* DO THIS *
Render the entries from the line with "boxes needed: baseboard" up to and including the line with "[315,437,380,488]" as a two-column CSV with the headers entry_text and answer, one row per entry. Put each value in a single quoted field, replacing any line breaks with spaces.

* EXTRACTED ENTRIES *

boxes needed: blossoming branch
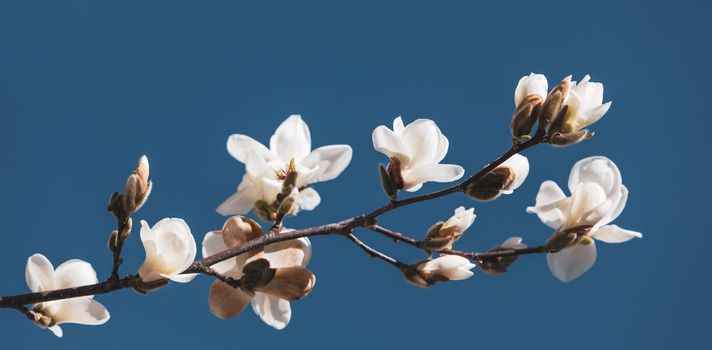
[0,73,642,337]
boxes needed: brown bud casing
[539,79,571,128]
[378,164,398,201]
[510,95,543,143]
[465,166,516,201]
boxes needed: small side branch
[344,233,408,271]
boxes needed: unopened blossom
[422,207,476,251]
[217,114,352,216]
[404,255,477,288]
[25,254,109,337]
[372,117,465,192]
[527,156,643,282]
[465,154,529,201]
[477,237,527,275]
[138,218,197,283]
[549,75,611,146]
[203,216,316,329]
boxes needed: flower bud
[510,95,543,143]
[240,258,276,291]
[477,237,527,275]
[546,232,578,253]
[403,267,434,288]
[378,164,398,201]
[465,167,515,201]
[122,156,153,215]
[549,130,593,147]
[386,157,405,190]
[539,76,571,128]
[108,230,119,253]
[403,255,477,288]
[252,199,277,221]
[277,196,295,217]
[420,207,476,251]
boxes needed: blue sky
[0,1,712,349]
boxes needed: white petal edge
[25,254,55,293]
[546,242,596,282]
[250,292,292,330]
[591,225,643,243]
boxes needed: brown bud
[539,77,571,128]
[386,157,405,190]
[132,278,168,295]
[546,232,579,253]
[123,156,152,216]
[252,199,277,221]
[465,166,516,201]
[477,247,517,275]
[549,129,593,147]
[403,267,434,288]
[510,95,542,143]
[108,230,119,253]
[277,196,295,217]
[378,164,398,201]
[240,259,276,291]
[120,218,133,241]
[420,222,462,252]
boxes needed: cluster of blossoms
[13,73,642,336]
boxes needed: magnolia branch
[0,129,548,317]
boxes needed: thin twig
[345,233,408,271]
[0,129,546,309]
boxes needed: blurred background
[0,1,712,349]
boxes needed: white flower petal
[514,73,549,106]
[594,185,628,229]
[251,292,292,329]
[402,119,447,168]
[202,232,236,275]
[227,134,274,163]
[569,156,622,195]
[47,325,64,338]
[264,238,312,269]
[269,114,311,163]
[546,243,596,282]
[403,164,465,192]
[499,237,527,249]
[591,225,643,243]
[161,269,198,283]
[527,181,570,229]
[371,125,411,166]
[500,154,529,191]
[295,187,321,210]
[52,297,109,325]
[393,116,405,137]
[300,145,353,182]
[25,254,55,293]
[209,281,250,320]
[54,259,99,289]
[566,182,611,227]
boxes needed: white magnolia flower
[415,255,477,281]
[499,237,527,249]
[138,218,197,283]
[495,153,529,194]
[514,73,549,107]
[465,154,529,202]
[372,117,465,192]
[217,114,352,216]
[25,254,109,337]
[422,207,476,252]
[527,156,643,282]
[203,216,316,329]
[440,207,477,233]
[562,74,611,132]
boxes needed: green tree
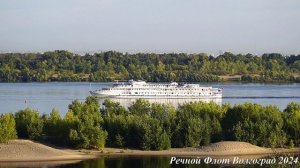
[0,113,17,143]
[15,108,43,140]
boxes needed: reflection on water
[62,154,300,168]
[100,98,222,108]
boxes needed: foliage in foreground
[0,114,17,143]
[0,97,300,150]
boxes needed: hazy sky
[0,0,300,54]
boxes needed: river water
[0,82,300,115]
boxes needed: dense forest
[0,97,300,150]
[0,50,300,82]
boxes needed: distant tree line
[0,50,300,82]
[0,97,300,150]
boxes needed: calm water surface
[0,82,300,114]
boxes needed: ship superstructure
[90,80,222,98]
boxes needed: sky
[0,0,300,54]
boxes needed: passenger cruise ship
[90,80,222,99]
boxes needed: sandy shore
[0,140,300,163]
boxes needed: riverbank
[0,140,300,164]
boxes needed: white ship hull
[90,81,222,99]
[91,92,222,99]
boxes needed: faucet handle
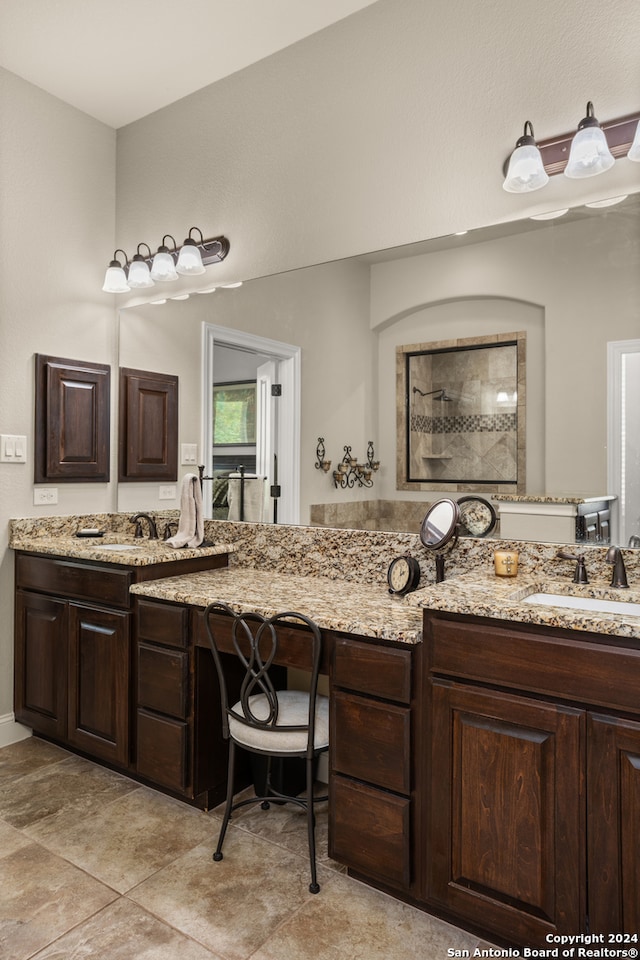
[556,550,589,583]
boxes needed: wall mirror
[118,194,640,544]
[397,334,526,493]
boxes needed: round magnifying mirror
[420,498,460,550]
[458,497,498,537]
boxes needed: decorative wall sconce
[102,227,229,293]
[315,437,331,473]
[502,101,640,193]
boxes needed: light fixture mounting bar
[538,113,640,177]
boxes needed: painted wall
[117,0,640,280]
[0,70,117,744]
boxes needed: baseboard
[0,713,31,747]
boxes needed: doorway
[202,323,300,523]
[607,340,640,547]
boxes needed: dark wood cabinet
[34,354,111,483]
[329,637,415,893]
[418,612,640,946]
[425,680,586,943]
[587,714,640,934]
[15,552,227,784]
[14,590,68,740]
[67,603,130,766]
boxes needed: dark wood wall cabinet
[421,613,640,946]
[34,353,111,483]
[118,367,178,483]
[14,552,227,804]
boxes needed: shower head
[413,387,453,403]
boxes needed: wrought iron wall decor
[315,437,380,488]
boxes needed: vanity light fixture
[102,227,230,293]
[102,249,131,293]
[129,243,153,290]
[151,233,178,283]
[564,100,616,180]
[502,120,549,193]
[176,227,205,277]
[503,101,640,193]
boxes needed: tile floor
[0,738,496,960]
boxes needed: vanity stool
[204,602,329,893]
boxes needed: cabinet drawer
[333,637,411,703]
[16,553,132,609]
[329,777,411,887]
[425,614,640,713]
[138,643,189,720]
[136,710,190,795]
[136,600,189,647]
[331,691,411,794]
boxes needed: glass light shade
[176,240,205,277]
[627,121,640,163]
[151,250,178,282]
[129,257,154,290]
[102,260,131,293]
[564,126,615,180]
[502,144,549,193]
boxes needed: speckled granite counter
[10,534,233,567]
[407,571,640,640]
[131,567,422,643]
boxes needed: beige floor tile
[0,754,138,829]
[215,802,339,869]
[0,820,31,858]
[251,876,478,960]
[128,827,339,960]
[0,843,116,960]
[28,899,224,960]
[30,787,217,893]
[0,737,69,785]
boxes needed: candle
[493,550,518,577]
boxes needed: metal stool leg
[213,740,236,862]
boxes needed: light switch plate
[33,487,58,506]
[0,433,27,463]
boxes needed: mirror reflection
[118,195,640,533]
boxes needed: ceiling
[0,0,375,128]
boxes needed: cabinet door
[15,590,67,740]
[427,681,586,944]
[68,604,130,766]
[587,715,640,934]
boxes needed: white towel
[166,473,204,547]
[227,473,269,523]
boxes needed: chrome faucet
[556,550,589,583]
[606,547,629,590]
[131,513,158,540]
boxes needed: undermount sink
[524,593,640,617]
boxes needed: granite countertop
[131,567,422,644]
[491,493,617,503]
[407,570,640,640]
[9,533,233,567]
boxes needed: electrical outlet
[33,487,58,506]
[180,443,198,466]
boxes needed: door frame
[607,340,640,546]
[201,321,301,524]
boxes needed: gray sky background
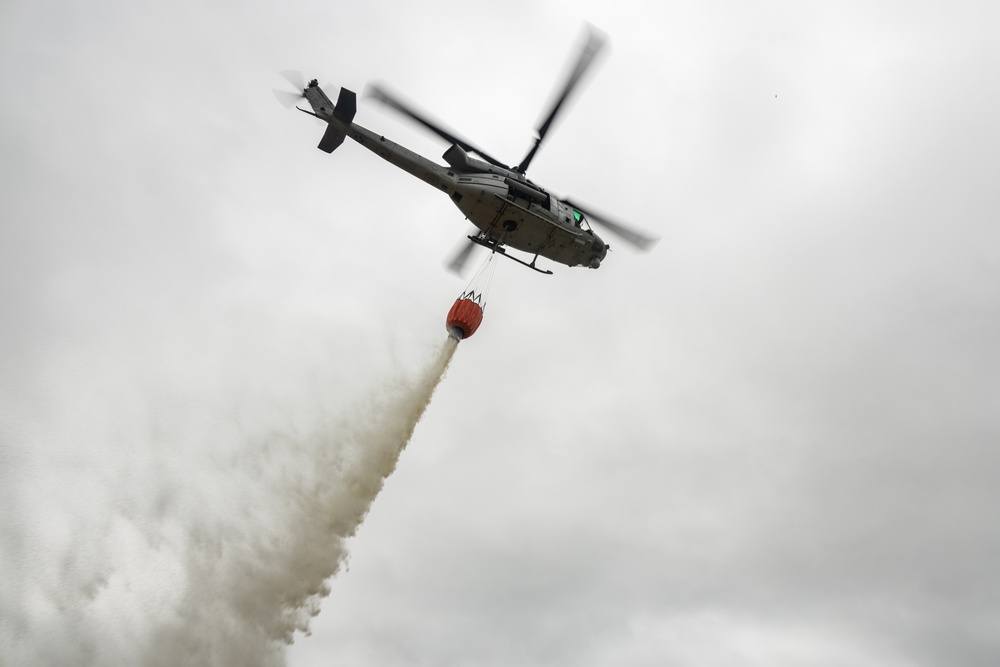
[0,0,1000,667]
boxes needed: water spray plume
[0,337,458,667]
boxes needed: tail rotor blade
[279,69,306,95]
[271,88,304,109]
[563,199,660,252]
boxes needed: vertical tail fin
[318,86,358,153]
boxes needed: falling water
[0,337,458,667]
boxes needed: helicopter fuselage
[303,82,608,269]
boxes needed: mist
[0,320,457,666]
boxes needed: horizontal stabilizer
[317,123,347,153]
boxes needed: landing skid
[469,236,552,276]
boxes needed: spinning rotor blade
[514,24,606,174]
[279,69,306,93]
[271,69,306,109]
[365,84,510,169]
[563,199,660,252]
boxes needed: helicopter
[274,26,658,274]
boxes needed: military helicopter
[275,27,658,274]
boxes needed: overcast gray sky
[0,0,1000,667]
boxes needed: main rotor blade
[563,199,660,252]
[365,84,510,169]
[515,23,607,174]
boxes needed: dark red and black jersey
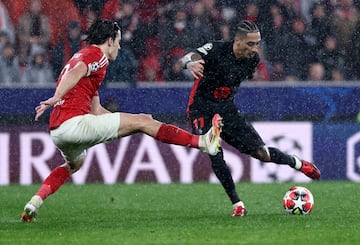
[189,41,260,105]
* * *
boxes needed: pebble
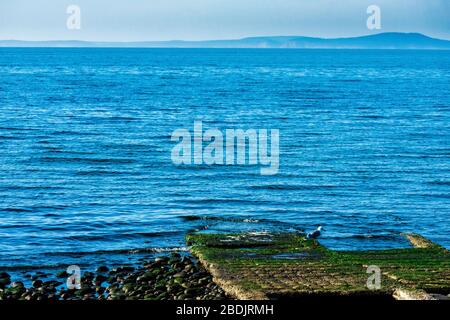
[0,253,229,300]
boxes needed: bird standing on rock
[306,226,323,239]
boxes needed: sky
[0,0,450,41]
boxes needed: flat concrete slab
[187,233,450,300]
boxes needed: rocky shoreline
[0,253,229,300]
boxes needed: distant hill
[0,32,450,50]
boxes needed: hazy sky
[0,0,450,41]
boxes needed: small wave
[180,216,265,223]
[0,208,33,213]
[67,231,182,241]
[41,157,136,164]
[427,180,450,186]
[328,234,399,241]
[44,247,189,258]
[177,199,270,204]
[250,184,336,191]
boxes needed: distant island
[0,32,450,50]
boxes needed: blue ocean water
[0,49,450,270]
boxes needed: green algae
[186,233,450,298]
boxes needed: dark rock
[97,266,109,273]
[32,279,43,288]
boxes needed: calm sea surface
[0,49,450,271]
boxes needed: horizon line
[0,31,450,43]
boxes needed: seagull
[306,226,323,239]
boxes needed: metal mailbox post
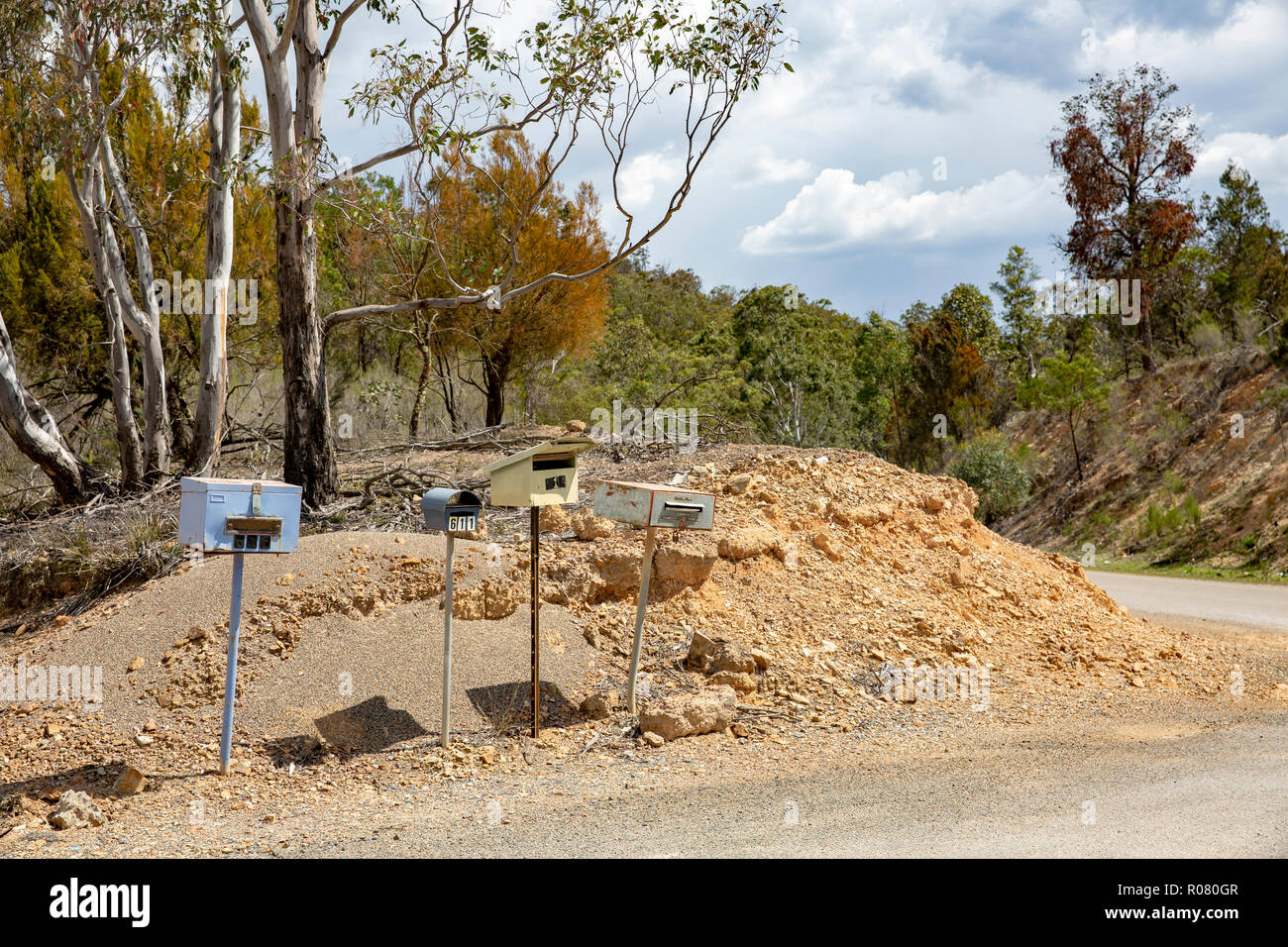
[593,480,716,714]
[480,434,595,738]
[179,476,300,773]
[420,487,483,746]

* FINISHED TASK *
entry_text,answer
"boxes needed: baseboard","[0,713,31,747]"
"boxes needed: doorway","[202,323,300,523] [607,340,640,547]"
"boxes needed: dark wood cabinet","[34,354,111,483] [329,637,415,893] [418,612,640,946] [425,680,586,943] [587,714,640,934] [15,552,227,784] [14,590,68,740] [67,603,130,766]"
"boxes needed: dark wood wall cabinet","[421,613,640,946] [34,353,111,483] [118,367,178,483] [14,552,227,804]"
"boxes needed: shower head","[413,387,453,403]"
"boxes needed: wrought iron wall decor","[315,437,380,488]"